Позже многие знакомцы передавали мне и рукописные, и машинописные тексты Бродского, и они как-то сами собой откладывались в памяти, отвоёвывая себе место во «внутричерепной библиотеке». Покидая СССР, Бродский то ли не знал о всепроникающей мощи самиздата (во что трудно поверить), то ли полагал, что приходить к читателю всё же лучше через официальные издания. Во всяком случае, прочитав примерно в то же время его письмо к Брежневу (Умру я, пишущий эти строки, умрёте Вы, их читающий), я так и не понял, как мог он опасаться, что останется вне стихии родного языка. На самом деле он всегда в ней присутствовал, но лично мне первый настоящий удар был нанесён его «Натюрмортом».

3. «Соавторство»
В те годы меня частенько одолевали «картезианские размышления», в частности, касавшиеся сути живого и мёртвого (навеянные, думаю, фрейдовской статьёй «По ту сторону принципа удовольствия»). А ещё – свойственная молодости некоторая мизантропия, говорить о которой вслух было совершенно немыслимо. Поэтому нельзя было не испытать некоторого шока от таких строк:

Кровь моя холодна.
Холод её лютей
реки, промёрзшей до дна.
Я не люблю людей.

К сожалению, мне достался примерно пятый экземпляр, а закладки в пишущих машинках имели обыкновение съезжать-сбиваться, поэтому на первой странице не хватало последней строки:

Вещи приятней. В них
нет ни зла, ни добра
внешне. А если вник…

Что же делать? Как читать это стихотворение знакомым (главным образом – девушкам)? Поднапрягшись, я присобачил такую отсебятину:

вещь – это лишь дыра.

Задание:
Переведите на английский язык предложение из отрывка о стихах Бродского: «Позже многие знакомцы передавали мне и рукописные, и машинописные тексты Бродского, и они как-то сами собой откладывались в памяти, отвоёвывая себе место во «внутричерепной библиотеке»».

Исходные данные:
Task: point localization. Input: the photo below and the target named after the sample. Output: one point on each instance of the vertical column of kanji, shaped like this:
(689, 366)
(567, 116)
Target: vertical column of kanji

Ожидаемый ответ:
Later, many acquaintances passed on to me both handwritten and typewritten texts by Brodsky, and somehow they settled in my memory of their own accord, winning themselves a place in the "intracranial library."